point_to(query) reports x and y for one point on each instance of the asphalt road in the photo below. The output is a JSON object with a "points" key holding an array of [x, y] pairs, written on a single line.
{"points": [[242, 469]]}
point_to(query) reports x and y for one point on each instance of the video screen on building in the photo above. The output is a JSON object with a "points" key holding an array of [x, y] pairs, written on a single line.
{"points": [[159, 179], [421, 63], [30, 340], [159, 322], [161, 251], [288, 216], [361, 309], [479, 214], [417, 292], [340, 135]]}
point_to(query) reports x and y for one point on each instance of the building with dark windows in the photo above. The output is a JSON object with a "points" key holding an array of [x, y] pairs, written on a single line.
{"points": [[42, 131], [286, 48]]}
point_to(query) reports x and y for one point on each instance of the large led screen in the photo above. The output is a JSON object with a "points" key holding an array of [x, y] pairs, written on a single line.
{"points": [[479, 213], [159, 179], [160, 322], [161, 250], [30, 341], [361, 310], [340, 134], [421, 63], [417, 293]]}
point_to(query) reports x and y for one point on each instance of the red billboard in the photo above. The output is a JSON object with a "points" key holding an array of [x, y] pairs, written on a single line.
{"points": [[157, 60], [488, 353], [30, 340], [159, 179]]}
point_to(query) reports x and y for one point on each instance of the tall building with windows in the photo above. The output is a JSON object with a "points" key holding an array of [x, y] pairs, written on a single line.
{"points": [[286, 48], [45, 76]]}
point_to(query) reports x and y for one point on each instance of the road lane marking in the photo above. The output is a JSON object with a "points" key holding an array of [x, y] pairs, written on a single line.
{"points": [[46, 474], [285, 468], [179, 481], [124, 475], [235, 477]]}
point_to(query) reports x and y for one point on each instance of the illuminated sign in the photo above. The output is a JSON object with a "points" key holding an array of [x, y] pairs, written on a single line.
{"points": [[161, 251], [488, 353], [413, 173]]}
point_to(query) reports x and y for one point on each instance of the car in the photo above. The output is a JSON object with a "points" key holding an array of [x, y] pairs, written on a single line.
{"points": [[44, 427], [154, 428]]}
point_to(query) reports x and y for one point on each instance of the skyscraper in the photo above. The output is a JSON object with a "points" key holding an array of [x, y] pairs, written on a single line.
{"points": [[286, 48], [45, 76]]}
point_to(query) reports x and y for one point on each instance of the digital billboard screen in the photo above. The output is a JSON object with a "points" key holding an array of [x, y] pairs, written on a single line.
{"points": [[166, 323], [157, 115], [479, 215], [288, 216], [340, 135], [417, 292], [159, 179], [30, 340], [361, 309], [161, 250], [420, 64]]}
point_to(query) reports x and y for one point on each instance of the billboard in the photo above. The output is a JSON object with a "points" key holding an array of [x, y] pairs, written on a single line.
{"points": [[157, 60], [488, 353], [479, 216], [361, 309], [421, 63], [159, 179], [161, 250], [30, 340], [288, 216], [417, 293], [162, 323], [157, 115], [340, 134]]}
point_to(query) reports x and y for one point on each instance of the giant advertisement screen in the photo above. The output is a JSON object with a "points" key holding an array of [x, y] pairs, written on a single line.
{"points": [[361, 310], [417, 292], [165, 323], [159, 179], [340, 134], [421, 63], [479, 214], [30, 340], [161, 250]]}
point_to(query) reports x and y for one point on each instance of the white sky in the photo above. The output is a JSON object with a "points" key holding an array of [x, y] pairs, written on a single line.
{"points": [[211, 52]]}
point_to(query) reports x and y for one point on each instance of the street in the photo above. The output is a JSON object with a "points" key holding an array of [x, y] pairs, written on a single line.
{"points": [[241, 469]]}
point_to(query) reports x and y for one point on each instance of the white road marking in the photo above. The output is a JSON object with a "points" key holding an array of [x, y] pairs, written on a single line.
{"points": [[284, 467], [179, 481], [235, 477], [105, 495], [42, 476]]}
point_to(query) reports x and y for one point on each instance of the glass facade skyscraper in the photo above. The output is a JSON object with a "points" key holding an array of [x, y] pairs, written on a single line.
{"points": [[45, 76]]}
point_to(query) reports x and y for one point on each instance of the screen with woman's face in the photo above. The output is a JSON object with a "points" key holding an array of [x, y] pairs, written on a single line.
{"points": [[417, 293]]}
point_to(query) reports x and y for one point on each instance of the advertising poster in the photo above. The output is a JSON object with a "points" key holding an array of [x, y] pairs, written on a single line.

*THE PROBLEM*: Return the material in its entirety, word for word.

*FINISHED EXERCISE*:
point_to(query) reports x and y for one point on each instance of the asphalt road in the photo below. The output is a JSON object with a "points" key holding an array of [x, y] pairs, written on a single line.
{"points": [[242, 469]]}
point_to(query) reports x and y for one point on each instance of the video screen on building in the photo above. The output is a JSON object with a "points" key holding an array of [x, y] pairs, written on a single line.
{"points": [[159, 179], [421, 63], [30, 340], [159, 322], [161, 251], [288, 216], [361, 309], [479, 214], [417, 292], [340, 135]]}
point_to(query) reports x and y for one point on each instance of the building with dark windows in the photo above. The output is a JSON object with a "points" key holding an array of [x, y] pairs, written on a single line.
{"points": [[42, 131], [286, 48]]}
point_to(query) reports x and y for one point on each instance of the large led screen in the photo above. The output is a JSON object with a "points" key holding an array of [x, y] pairs, written on a single line.
{"points": [[479, 213], [159, 179], [160, 322], [161, 250], [30, 341], [361, 310], [340, 134], [421, 63], [417, 293]]}
point_to(query) reports x and y for one point on each instance of the red billboard in the photo above. The output is a JSON object with a "points" key holding an array of [x, y] pairs, written on a single line.
{"points": [[157, 60], [488, 353], [30, 340], [159, 179]]}
point_to(query) reports x and y for one point on each instance of the tall building with windows in the photo above. The output is a JSON object with a "points" key holding an array of [x, y] pairs, written on a single line.
{"points": [[286, 48], [45, 76]]}
point_to(query) reports x and y for one point on each instance of the road lane marking in the photo above. The output is a JSON object with a "points" key holding an array of [x, y] pairs, written on a single line.
{"points": [[46, 474], [285, 468], [179, 481], [124, 475], [235, 477]]}
point_to(query) reports x and y for one point on each instance of the illuminated sign in the photo above. The output is a JSON object with a "points" key holding an array of [x, y] pairs, written on a single line.
{"points": [[161, 251], [488, 353], [413, 173]]}
point_to(query) reports x and y for one point on each instance of the car in the photo above. The output is a JSON object with a "points" key holding an array of [x, y] pairs, written on a single line.
{"points": [[44, 427], [154, 428]]}
point_to(query) reports x and y for one point on each instance of the skyscraper in the photo above. The output is a JSON object with a "points" key holding an array of [x, y] pairs, written on a single line.
{"points": [[286, 48], [45, 76]]}
point_to(query) reports x and y for one point on each instance of the digital billboard screen in the photo above. The output is a JSON object with a "points" key holding an array of [x, y] pairs, written on a single line.
{"points": [[166, 323], [157, 115], [479, 215], [288, 216], [340, 135], [417, 292], [159, 179], [30, 340], [361, 309], [161, 250], [420, 64]]}
point_to(query) reports x and y for one point on each instance of the billboard in the photo above. The output is a JSON object with a "points" key holding an array of [x, y] pairs, written on a single line.
{"points": [[157, 60], [488, 353], [479, 216], [361, 309], [421, 63], [159, 179], [161, 250], [30, 340], [288, 216], [417, 293], [162, 323], [157, 115], [340, 134]]}
point_to(query) reports x and y for one point on each instance of the giant advertisement screen in the photo above. The output is a JSON object with a "points" key holding an array of [x, y] pairs, written on a single line.
{"points": [[361, 310], [417, 292], [165, 323], [159, 179], [340, 134], [421, 63], [479, 214], [30, 340], [161, 250]]}
point_to(query) reports x and y for one point on each instance of the white sky in the photo above. The output is a JSON object with a "points" key holding an array of [x, y] pairs, written on a single line.
{"points": [[211, 52]]}
point_to(query) reports x and y for one point on each instance of the street in the photo above. The output is a JSON object with a "points" key holding an array of [x, y] pairs, written on a single line.
{"points": [[241, 469]]}
point_to(query) reports x and y for one point on each instance of the white road marking in the photo above. The output is a JSON object with a "points" key holding an array of [x, y] pairs, written on a single line.
{"points": [[284, 467], [179, 481], [235, 477], [105, 495], [42, 476]]}
point_to(query) reports x and y for one point on each instance of the glass facade skyscraper in the photo above. The output is a JSON object with a "points" key holding an array of [x, y] pairs, written on a single line.
{"points": [[45, 76]]}
point_to(query) reports x and y for one point on each instance of the screen with woman's face in the photo above. The output is a JSON object with a "points" key holding an array of [x, y] pairs, written on a single line.
{"points": [[417, 293]]}
point_to(query) reports x and y for one point on each instance of the advertising poster in the photo above. The output is a JSON object with a "points" key holding an array of [x, y] pairs, written on a single line.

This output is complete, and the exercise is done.